## Start AVAILABLE RECORDS

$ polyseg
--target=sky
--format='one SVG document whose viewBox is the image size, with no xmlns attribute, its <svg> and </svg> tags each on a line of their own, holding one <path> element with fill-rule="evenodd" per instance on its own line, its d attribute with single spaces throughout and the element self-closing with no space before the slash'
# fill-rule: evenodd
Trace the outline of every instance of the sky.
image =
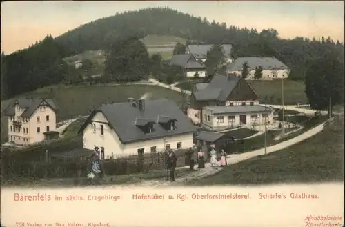
<svg viewBox="0 0 345 227">
<path fill-rule="evenodd" d="M 1 3 L 1 51 L 10 54 L 28 47 L 47 34 L 69 30 L 121 13 L 148 7 L 168 6 L 227 26 L 274 28 L 281 38 L 330 36 L 344 42 L 342 1 L 5 1 Z"/>
</svg>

## End AVAILABLE RECORDS

YOUR OBJECTIVE => Please put every line of the records above into a Markdown table with the columns "Row" and "Line", numbering the rows and skipping blank lines. Leave the pictures out of the answer.

WRITTEN RESPONSE =>
| Row | Line |
|---|---|
| 1 | $ polyseg |
| 2 | --target=sky |
| 3 | --format='one SVG document whose viewBox is the image size, with no xmlns attribute, its <svg> and </svg> tags each on a line of their own, holding one <path> element with fill-rule="evenodd" per instance on its own line, its d attribute with single spaces throughout and the element self-closing with no space before the slash' |
| 4 | # fill-rule: evenodd |
| 5 | Trace the outline of every instance of the sky. |
| 6 | image = |
| 7 | <svg viewBox="0 0 345 227"> |
| 8 | <path fill-rule="evenodd" d="M 1 3 L 1 51 L 10 54 L 28 47 L 47 34 L 69 30 L 121 13 L 148 7 L 168 6 L 227 26 L 274 28 L 281 38 L 330 36 L 344 42 L 342 1 L 5 1 Z"/> |
| 9 | </svg> |